[Enunciado 1]
Traduza para o inglês esta frase do extrato da resenha de "O Matuto": "Certo concorreram não pouco para essa luta o costume e o capricho antigo, inflexíveis ambos; mas o seu papel nessa grande representação foi mais secundário do que principal."
[Enunciado 2]
Responda, com base no extrato da resenha de "O Matuto":
(a) Quem é o autor de "O Matuto"?
(b) Quais são os dois grandes interesses a que pertencia a parte essencial da ação?
(c) O que esses dois princípios trazem aos povos quando estão acordes em seu desenvolvimento?
[Enunciado 3]
Escreva a continuação do extrato da resenha de "O Matuto", a partir da frase que termina em "o seu atraso senão o seu aniquilamento".

[Extrato da página]
“O Matuto” – Franklin Távora
Resenha Livro
- “O Matuto” – Franklin Távora – Iba Mendes Editor Digital
“Só uma vista
curta não verá na guerra dos mascates, antes uma luta travada por dois grandes
princípios, do que uma revolta filha de preconceitos ridículos e costumes
atrasados. Certo concorreram não pouco para essa luta o costume e o capricho
antigo, inflexíveis ambos; mas o seu papel nessa grande representação foi mais
secundário do que principal. A parte essencial e verdadeiramente dramática da
ação, essa pertencia a dois grandes interesses, assim das sociedades modernas,
como das antigas – ao comércio e a agricultura, princípios que, quando acordes
em seu desenvolvimento, trazem a propriedade e riqueza dos povos, e, quando
divergentes, o seu atraso senão o seu aniquilamento”.

[Entradas fornecidas]
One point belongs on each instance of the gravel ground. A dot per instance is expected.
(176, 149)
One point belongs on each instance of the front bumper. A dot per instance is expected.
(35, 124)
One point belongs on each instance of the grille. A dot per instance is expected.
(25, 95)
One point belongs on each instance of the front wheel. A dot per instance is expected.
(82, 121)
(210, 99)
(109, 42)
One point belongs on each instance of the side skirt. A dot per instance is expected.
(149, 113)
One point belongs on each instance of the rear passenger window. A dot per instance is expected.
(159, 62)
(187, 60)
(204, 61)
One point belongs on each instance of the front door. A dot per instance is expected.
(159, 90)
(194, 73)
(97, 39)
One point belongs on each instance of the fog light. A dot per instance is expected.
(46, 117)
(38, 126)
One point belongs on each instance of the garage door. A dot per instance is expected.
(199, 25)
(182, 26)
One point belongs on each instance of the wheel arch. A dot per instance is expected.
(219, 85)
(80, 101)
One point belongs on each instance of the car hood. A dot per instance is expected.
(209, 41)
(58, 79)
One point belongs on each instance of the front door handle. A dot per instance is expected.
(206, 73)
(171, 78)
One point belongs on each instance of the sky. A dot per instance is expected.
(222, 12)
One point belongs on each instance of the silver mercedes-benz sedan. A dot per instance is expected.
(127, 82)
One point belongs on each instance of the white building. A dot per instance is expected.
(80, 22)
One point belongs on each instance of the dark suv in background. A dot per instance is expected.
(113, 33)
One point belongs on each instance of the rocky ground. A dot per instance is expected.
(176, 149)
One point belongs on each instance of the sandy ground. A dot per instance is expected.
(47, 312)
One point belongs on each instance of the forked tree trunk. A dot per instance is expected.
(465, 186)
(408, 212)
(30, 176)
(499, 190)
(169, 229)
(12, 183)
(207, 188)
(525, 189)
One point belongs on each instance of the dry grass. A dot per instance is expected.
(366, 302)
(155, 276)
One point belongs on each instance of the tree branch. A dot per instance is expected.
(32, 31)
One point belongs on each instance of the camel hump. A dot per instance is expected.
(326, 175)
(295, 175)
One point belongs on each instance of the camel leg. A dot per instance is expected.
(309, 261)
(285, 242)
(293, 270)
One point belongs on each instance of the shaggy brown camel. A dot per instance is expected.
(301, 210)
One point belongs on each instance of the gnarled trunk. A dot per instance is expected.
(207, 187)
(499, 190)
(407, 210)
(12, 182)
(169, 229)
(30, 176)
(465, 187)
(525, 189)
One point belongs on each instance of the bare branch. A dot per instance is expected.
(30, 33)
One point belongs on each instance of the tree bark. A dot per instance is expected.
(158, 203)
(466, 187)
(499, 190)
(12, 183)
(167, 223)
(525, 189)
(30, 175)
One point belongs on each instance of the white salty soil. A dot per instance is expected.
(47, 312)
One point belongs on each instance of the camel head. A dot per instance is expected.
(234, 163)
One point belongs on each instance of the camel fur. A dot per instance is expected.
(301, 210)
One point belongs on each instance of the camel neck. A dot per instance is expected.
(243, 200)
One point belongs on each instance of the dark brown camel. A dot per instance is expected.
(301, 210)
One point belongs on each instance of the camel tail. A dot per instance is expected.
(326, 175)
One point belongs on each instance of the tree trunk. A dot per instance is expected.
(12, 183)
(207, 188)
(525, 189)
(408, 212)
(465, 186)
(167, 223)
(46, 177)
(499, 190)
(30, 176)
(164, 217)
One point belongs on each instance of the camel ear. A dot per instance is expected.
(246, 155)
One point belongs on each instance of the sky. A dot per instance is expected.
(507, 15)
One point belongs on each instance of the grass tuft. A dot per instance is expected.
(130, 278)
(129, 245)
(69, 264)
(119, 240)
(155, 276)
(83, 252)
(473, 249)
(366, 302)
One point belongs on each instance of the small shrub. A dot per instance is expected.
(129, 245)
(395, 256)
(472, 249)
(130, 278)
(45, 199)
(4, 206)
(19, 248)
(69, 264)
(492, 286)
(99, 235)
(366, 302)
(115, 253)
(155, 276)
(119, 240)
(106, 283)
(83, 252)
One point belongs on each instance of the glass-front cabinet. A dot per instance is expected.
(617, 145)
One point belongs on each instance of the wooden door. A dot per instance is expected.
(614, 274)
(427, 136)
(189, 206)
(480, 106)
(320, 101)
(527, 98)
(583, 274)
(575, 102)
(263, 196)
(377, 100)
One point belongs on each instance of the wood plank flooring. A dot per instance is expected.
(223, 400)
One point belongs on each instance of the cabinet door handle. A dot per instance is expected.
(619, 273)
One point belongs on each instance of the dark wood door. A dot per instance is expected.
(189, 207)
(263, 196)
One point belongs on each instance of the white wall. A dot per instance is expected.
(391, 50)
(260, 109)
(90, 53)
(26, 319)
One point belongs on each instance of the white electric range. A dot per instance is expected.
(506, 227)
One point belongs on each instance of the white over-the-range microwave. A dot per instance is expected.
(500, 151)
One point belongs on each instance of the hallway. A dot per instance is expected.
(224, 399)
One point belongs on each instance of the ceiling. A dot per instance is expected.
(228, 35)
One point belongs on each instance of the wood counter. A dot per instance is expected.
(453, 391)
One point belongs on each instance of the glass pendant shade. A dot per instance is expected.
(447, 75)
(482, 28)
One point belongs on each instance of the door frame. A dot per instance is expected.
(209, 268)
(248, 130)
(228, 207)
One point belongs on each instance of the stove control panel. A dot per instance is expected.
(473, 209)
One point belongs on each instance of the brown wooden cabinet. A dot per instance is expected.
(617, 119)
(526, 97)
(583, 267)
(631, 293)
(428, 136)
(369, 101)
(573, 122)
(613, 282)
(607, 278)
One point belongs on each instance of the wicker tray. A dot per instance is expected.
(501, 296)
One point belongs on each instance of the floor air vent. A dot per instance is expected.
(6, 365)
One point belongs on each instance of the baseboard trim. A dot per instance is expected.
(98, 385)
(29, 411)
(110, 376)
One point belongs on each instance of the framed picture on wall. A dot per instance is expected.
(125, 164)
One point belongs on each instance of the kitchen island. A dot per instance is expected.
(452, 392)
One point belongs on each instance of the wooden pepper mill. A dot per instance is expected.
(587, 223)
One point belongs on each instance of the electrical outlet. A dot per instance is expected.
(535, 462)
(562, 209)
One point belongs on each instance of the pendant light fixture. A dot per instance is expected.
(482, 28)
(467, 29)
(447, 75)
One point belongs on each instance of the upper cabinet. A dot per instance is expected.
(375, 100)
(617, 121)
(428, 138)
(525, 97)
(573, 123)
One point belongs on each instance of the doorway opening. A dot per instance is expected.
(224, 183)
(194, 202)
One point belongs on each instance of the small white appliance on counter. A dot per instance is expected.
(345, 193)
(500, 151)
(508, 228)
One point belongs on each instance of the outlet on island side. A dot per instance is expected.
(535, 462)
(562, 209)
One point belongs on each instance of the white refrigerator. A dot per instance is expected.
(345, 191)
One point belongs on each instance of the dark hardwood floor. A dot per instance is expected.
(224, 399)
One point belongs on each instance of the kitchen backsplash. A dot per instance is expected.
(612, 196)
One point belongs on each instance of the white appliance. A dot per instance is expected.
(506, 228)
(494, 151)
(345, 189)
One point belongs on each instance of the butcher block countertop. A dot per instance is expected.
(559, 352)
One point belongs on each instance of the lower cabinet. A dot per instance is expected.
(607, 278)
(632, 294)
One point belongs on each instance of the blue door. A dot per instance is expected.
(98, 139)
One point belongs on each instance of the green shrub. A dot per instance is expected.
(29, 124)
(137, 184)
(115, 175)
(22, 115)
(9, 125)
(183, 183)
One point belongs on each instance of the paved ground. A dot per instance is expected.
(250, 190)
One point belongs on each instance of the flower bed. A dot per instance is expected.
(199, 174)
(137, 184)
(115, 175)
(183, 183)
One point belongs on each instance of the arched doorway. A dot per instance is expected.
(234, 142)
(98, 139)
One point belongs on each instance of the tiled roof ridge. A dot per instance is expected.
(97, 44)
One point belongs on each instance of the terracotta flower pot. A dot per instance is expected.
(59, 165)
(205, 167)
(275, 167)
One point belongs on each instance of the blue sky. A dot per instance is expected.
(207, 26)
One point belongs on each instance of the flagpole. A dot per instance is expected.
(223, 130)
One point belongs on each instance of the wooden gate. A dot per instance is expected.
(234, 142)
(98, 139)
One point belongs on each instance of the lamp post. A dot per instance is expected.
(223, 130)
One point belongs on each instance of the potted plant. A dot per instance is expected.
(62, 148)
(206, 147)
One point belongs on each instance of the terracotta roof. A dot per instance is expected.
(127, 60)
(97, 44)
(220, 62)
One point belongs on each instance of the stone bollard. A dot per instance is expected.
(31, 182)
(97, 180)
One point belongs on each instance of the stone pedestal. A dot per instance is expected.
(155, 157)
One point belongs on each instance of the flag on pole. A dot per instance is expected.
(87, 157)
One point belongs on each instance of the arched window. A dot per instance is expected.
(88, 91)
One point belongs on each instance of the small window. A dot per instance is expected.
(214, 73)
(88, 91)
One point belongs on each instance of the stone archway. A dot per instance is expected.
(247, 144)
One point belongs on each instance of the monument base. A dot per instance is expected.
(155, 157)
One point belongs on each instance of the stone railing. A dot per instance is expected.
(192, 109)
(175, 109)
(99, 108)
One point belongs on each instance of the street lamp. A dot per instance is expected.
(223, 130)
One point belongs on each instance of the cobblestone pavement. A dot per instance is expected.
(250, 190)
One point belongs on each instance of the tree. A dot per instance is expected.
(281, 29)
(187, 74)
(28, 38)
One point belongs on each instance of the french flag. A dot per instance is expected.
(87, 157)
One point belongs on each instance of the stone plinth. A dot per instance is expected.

[Resposta 1]
Certainly custom and old caprice, both inflexible, contributed not a little to this struggle; but their role in this great performance was more secondary than principal.

[Resposta 2]
(a) Franklin Távora.
(b) O comércio e a agricultura.
(c) A propriedade e a riqueza.

[Resposta 3]
Já foi dito
que a literatura é um retrato da sociedade. Também não são poucos os romances
que sevem de preciosa fonte histórica àqueles que desejam conhecer o passado de
uma nação. No caso de “O Matuto” (1878) publicado pelo escritório cearense João
Franklin da Silveira Távora, verificamos se tratar de uma epopeia descrevendo a
Guerra dos Mascates (1710/1711) na região a Zona da Mata Pernambucana, então
designada Goiânia.
Os eventos
principais da Guerra dos Mascates ocorreram no Recife. O segundo palco principal
da guerra foi esta região mais ao interior, onde se passa os eventos deste romance.
O enredo se
passa mais especificamente em Pasmado, uma velha povoação situada entre Goiânia
e Olinda, outrora aldeia de índios, local onde se produzia facas, região onde houve
cerca de 8 motins desencadeados pelos rebeldes de Recife contra os nobres da
terra, designados como “mazombos” e “pés rapados.”.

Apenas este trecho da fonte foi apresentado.